"""

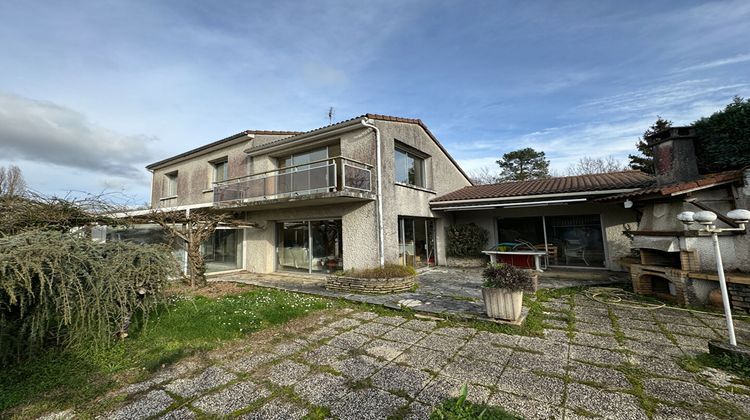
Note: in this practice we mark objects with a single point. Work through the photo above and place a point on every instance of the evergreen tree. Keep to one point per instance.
(645, 160)
(523, 164)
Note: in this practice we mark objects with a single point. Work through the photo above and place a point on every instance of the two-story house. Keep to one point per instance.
(351, 194)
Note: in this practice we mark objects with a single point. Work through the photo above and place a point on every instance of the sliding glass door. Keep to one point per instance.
(569, 240)
(310, 246)
(416, 241)
(223, 250)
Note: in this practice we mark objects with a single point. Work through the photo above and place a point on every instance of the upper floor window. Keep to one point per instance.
(170, 184)
(409, 168)
(221, 170)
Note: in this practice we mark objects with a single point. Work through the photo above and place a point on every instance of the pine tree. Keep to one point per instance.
(645, 160)
(523, 164)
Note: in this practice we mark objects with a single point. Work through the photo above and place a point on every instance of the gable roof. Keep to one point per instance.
(702, 182)
(219, 143)
(302, 135)
(547, 186)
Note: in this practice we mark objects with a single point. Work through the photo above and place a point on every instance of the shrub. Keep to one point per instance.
(723, 141)
(388, 271)
(466, 240)
(63, 289)
(505, 276)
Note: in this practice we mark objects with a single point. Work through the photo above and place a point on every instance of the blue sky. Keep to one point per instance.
(91, 92)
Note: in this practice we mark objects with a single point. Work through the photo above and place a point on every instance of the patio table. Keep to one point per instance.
(536, 254)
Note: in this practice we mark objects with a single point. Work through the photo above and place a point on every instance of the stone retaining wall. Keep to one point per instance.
(374, 286)
(467, 262)
(739, 296)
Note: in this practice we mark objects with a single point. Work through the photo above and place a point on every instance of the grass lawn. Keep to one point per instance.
(182, 327)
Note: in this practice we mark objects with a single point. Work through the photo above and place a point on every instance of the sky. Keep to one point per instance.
(93, 91)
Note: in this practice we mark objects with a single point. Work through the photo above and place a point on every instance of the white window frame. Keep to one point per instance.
(170, 184)
(420, 160)
(215, 165)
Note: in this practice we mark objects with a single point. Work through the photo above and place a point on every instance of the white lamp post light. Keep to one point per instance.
(706, 219)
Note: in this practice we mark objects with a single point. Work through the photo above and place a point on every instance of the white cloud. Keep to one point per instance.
(45, 132)
(740, 58)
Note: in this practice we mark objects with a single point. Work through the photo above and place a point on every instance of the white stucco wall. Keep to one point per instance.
(613, 218)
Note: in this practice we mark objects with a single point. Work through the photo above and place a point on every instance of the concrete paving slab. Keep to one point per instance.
(598, 341)
(594, 355)
(182, 413)
(529, 384)
(527, 408)
(147, 406)
(419, 411)
(419, 325)
(610, 405)
(666, 412)
(373, 329)
(367, 404)
(442, 343)
(322, 388)
(287, 373)
(403, 335)
(458, 332)
(277, 410)
(677, 391)
(442, 388)
(483, 350)
(325, 355)
(249, 363)
(231, 398)
(423, 358)
(398, 379)
(473, 371)
(348, 340)
(210, 378)
(601, 377)
(384, 349)
(539, 362)
(358, 367)
(390, 320)
(364, 316)
(345, 324)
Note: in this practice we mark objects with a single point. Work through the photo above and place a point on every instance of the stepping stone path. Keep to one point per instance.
(612, 362)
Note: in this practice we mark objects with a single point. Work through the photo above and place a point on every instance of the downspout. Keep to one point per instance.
(381, 246)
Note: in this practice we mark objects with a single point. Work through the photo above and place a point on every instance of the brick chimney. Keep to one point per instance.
(674, 155)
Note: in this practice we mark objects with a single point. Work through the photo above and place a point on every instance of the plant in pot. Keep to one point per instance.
(502, 290)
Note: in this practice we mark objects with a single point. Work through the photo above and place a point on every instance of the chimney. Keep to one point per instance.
(674, 155)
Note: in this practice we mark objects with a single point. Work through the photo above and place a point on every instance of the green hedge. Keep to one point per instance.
(65, 290)
(723, 139)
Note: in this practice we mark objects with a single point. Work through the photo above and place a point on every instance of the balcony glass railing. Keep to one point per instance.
(327, 175)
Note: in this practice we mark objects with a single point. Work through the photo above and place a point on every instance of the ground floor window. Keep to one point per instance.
(312, 246)
(569, 240)
(416, 241)
(223, 250)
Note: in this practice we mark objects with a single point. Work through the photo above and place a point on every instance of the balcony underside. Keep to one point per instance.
(303, 200)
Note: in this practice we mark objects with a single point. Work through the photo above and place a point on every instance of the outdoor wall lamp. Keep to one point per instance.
(706, 219)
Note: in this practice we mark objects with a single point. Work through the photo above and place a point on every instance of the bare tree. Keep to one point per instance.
(591, 165)
(12, 182)
(484, 175)
(190, 229)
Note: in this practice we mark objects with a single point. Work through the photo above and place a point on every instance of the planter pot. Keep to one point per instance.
(502, 303)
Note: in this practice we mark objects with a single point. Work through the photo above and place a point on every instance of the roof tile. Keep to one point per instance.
(556, 185)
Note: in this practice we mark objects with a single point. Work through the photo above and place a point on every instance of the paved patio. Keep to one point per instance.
(594, 360)
(441, 291)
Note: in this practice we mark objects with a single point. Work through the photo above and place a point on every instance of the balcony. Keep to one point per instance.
(322, 179)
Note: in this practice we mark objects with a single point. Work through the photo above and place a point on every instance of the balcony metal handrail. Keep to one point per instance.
(298, 180)
(260, 174)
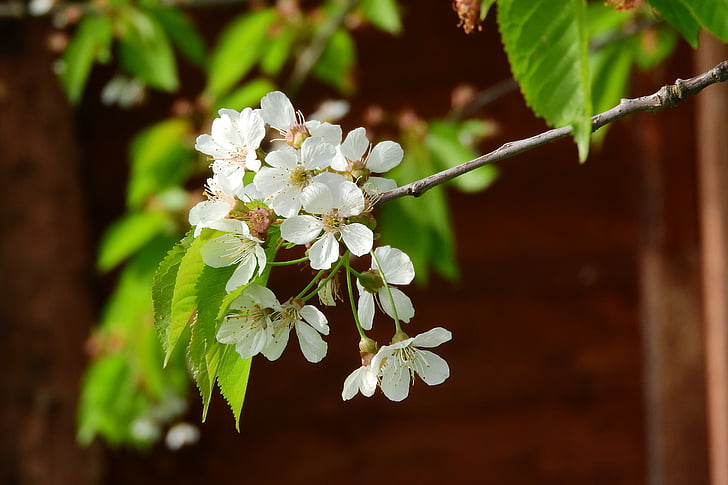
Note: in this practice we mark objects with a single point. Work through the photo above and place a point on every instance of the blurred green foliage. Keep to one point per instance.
(571, 62)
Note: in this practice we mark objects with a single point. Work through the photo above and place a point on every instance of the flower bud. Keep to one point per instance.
(296, 135)
(367, 350)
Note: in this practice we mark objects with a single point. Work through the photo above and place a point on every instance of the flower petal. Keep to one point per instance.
(315, 317)
(324, 252)
(313, 346)
(301, 229)
(378, 185)
(355, 145)
(317, 198)
(221, 251)
(284, 158)
(365, 309)
(432, 338)
(358, 238)
(242, 274)
(330, 133)
(395, 381)
(349, 199)
(277, 111)
(432, 368)
(269, 181)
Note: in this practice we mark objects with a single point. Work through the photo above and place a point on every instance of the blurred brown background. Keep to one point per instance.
(577, 354)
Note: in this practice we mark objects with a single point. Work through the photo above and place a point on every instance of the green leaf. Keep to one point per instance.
(247, 95)
(241, 44)
(91, 40)
(384, 14)
(712, 14)
(655, 45)
(205, 351)
(125, 381)
(278, 50)
(160, 159)
(336, 62)
(420, 227)
(182, 33)
(448, 143)
(547, 46)
(485, 8)
(145, 51)
(679, 15)
(126, 235)
(185, 296)
(163, 288)
(233, 381)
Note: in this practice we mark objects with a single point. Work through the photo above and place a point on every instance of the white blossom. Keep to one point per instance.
(396, 268)
(352, 156)
(235, 138)
(309, 324)
(292, 175)
(278, 112)
(363, 380)
(397, 364)
(335, 202)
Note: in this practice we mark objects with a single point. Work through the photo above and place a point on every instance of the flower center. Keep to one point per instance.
(253, 316)
(300, 177)
(332, 221)
(244, 250)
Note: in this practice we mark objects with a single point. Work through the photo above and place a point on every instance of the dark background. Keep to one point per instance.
(558, 374)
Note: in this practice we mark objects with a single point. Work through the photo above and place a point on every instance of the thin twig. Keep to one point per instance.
(667, 97)
(309, 56)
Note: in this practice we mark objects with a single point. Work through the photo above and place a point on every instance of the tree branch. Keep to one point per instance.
(667, 97)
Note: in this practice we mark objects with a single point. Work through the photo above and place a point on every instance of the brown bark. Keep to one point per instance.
(712, 147)
(46, 309)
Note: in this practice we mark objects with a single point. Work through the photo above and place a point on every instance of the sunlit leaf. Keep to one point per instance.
(679, 16)
(247, 95)
(240, 45)
(91, 40)
(384, 14)
(145, 51)
(182, 33)
(165, 278)
(446, 142)
(127, 235)
(277, 51)
(233, 381)
(185, 296)
(336, 62)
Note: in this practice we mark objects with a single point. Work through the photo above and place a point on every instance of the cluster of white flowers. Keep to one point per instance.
(317, 191)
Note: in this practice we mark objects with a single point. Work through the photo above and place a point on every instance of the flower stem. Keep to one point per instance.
(288, 263)
(397, 326)
(331, 274)
(350, 290)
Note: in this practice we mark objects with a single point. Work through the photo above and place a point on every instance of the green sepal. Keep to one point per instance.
(185, 298)
(163, 288)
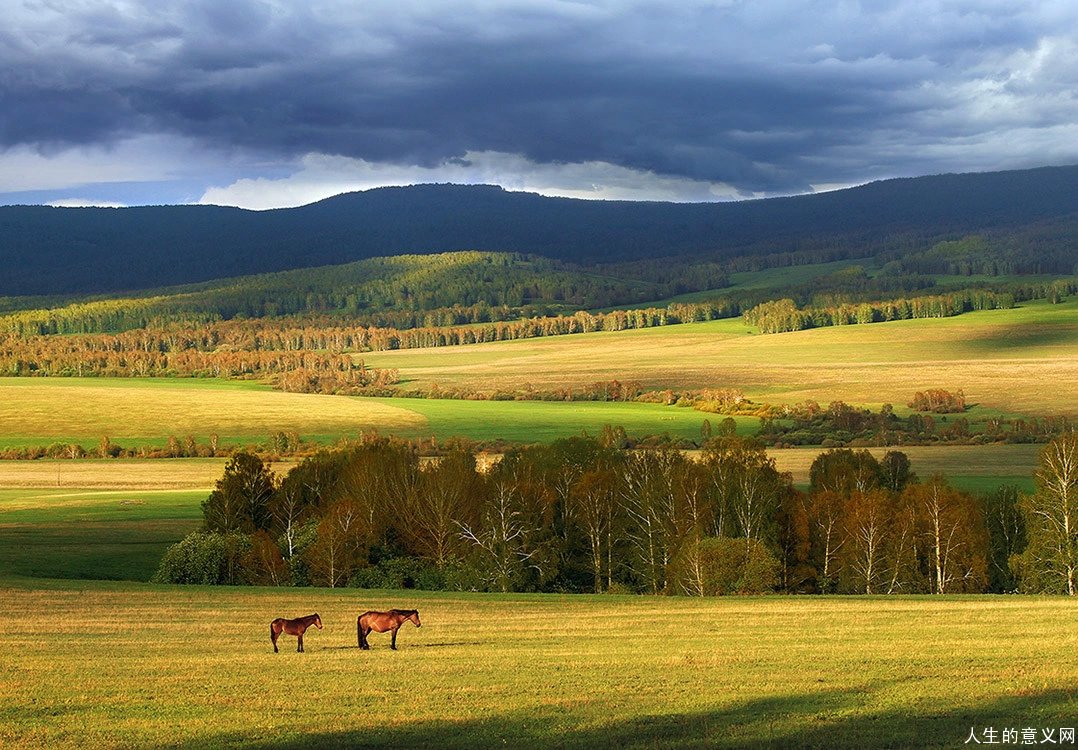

"""

**Goal of the exercise:** From the line containing "flowers. Keep to one point per instance." through the last line of the material above, write out each line exactly, leaving aside all pictures.

**Solution to this problem:**
Note: in this practice we mark objects with a single point. Work through the photo above and place a point on every instance of the cluster of white flowers. Keep to one point per instance.
(317, 191)
Note: in this practice we mark objects with a single point. Work through the photo above and place a point on every instance of the flower stem. Keep to one point per instance.
(288, 263)
(397, 326)
(331, 274)
(350, 290)
Note: in this practice we mark objects with a single point. Work through the photo above and place a point on every instance of the green sepal. Keep to one point per instance.
(185, 298)
(163, 288)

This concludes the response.